Directions -
Pull out each line of the records that contains the word "side".

━━━ Data shown

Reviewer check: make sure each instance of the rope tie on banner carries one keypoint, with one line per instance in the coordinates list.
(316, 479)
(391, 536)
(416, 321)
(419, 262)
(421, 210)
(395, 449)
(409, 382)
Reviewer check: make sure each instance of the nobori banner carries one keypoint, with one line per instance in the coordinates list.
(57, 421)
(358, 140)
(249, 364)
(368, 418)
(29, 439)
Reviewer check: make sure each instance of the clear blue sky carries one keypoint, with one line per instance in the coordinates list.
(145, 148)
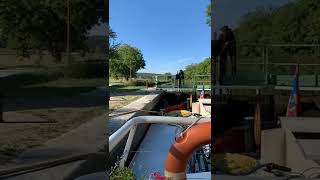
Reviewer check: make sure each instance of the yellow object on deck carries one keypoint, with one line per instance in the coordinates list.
(234, 163)
(179, 113)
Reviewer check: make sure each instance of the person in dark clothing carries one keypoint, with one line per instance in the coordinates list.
(181, 74)
(178, 79)
(227, 47)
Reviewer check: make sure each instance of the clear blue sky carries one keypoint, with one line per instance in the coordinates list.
(170, 33)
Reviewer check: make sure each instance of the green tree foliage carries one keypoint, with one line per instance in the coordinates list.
(209, 13)
(202, 68)
(126, 56)
(41, 24)
(168, 76)
(295, 22)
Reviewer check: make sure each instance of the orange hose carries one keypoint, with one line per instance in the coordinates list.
(181, 151)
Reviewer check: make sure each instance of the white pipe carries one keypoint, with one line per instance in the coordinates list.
(117, 136)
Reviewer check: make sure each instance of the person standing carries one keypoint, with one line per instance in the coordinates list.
(181, 75)
(227, 48)
(178, 80)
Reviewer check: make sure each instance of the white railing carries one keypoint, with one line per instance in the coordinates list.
(132, 125)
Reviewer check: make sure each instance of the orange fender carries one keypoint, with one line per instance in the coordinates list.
(181, 151)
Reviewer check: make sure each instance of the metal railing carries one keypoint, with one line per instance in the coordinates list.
(131, 126)
(274, 60)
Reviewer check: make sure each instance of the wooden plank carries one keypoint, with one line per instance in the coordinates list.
(301, 124)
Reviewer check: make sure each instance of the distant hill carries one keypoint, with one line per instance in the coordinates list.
(147, 74)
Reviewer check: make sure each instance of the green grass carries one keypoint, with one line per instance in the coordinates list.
(122, 174)
(40, 85)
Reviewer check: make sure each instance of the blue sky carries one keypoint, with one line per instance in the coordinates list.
(170, 33)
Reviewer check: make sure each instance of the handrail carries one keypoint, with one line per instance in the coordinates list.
(117, 136)
(278, 45)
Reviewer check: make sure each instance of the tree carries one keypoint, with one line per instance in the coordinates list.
(168, 76)
(128, 60)
(202, 68)
(37, 25)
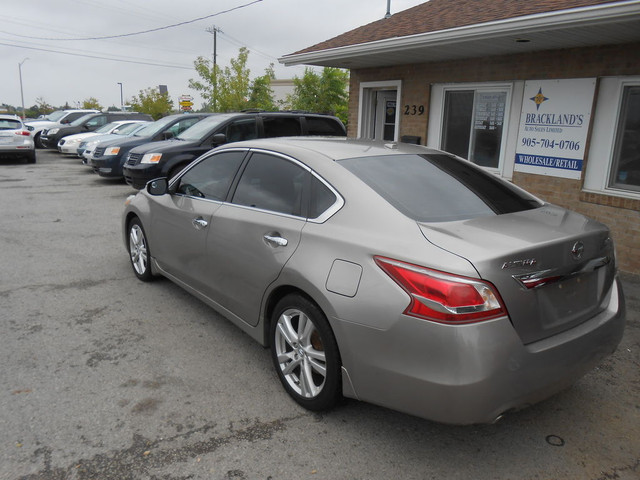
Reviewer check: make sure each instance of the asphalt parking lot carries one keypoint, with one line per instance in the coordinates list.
(104, 377)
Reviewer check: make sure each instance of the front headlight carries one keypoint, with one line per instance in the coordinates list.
(151, 158)
(112, 151)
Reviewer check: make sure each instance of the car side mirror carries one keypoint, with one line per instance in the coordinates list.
(158, 186)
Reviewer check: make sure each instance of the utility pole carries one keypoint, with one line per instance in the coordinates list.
(121, 97)
(21, 91)
(214, 30)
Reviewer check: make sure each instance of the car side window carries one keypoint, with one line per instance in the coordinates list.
(180, 126)
(321, 198)
(72, 116)
(97, 121)
(272, 183)
(281, 127)
(211, 177)
(244, 129)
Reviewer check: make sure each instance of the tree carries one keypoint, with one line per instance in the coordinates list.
(230, 88)
(42, 107)
(91, 103)
(322, 93)
(153, 102)
(261, 96)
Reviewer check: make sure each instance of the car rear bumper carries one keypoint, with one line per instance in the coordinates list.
(107, 166)
(68, 150)
(471, 373)
(138, 175)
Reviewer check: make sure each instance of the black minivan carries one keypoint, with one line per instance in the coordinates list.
(87, 123)
(165, 159)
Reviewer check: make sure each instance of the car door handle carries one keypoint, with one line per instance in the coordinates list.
(199, 223)
(276, 241)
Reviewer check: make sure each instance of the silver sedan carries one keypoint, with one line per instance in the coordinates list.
(389, 273)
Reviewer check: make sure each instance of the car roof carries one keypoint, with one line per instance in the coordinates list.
(335, 148)
(9, 116)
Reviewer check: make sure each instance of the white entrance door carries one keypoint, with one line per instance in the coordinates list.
(385, 118)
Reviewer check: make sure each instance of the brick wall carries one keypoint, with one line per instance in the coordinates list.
(622, 215)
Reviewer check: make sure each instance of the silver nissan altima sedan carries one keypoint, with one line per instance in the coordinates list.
(389, 273)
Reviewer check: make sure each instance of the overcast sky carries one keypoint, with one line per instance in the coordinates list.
(74, 69)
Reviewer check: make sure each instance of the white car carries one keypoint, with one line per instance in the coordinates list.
(59, 117)
(86, 147)
(71, 143)
(15, 141)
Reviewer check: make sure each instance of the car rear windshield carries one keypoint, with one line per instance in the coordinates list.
(10, 124)
(203, 128)
(438, 187)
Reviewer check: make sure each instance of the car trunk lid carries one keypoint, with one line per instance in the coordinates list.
(553, 268)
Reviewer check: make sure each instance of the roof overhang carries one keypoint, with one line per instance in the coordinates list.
(605, 24)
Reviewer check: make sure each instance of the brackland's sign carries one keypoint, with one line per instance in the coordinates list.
(553, 126)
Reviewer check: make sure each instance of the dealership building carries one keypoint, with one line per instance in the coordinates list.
(545, 94)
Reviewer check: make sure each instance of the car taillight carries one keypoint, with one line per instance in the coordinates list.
(443, 297)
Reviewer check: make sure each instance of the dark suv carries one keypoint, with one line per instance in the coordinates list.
(165, 159)
(87, 123)
(108, 157)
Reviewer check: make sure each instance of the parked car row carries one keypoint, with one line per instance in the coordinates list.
(166, 146)
(54, 119)
(390, 273)
(15, 139)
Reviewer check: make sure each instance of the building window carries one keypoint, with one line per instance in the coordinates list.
(473, 125)
(613, 164)
(625, 166)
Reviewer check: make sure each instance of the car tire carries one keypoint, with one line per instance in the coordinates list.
(37, 141)
(139, 253)
(305, 353)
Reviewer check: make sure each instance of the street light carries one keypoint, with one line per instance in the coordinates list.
(21, 91)
(121, 98)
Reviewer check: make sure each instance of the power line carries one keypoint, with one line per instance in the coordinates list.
(141, 32)
(137, 62)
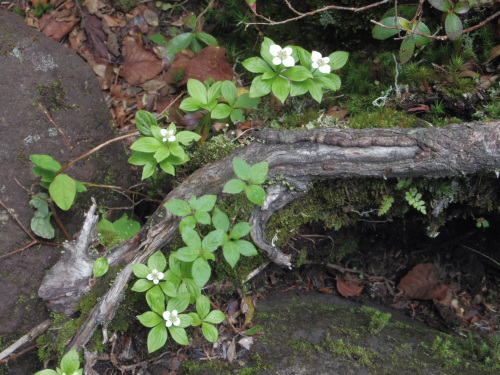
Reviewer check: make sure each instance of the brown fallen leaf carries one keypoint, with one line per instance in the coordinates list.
(140, 64)
(210, 62)
(422, 282)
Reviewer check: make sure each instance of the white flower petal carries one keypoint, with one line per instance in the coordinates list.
(274, 50)
(315, 56)
(289, 61)
(325, 68)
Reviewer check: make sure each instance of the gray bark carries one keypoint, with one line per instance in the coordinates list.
(301, 157)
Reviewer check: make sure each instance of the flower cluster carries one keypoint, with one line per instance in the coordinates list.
(168, 135)
(171, 318)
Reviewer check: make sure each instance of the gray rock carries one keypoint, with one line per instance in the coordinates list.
(35, 69)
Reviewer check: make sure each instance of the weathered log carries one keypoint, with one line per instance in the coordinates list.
(300, 157)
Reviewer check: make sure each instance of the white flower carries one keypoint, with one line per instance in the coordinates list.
(282, 55)
(171, 318)
(168, 135)
(155, 276)
(320, 62)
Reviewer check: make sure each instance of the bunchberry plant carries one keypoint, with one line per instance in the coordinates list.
(164, 147)
(170, 290)
(70, 365)
(280, 75)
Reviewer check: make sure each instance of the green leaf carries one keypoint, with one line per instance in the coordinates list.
(191, 238)
(45, 162)
(231, 253)
(146, 144)
(246, 248)
(202, 217)
(186, 254)
(157, 337)
(140, 270)
(197, 90)
(407, 49)
(179, 303)
(229, 92)
(241, 169)
(215, 316)
(191, 105)
(178, 207)
(188, 221)
(381, 33)
(260, 87)
(150, 319)
(179, 42)
(142, 285)
(316, 90)
(299, 88)
(256, 194)
(126, 228)
(205, 203)
(201, 271)
(186, 137)
(338, 59)
(179, 335)
(258, 172)
(202, 306)
(157, 261)
(442, 5)
(234, 186)
(144, 120)
(70, 362)
(453, 26)
(156, 299)
(149, 169)
(281, 88)
(257, 65)
(101, 266)
(42, 227)
(207, 39)
(245, 101)
(220, 220)
(297, 73)
(141, 158)
(240, 230)
(210, 332)
(63, 191)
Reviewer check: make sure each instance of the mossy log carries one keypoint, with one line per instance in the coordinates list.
(298, 157)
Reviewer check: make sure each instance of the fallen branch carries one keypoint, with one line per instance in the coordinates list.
(299, 157)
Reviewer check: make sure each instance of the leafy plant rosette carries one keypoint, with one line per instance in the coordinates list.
(159, 146)
(282, 77)
(208, 98)
(70, 365)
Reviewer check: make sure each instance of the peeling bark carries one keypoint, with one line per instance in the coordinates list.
(300, 157)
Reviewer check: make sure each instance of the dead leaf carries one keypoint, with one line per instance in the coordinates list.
(422, 282)
(348, 290)
(210, 62)
(140, 64)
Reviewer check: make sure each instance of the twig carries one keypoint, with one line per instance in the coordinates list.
(33, 333)
(302, 15)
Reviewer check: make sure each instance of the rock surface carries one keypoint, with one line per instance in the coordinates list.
(36, 69)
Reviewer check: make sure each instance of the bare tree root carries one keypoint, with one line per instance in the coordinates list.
(297, 157)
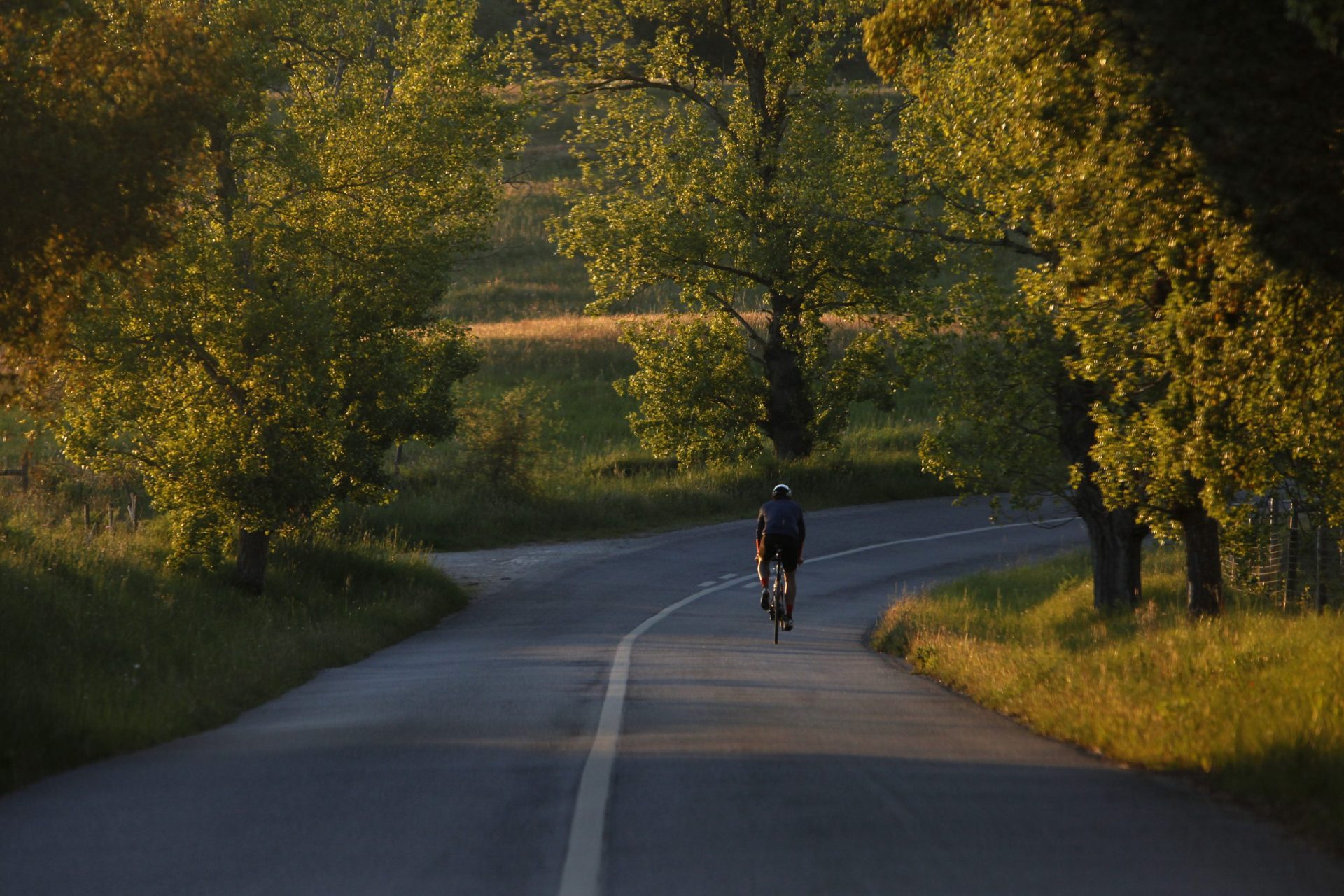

━━━━━━

Correct output -
Reviewer check: make sure each instance of the car side mirror carries one keypoint, with one line per instance in the coordinates list.
Reviewer check: make sure each instance of the car side window carries one keypoint, with one line per instance in the coordinates list.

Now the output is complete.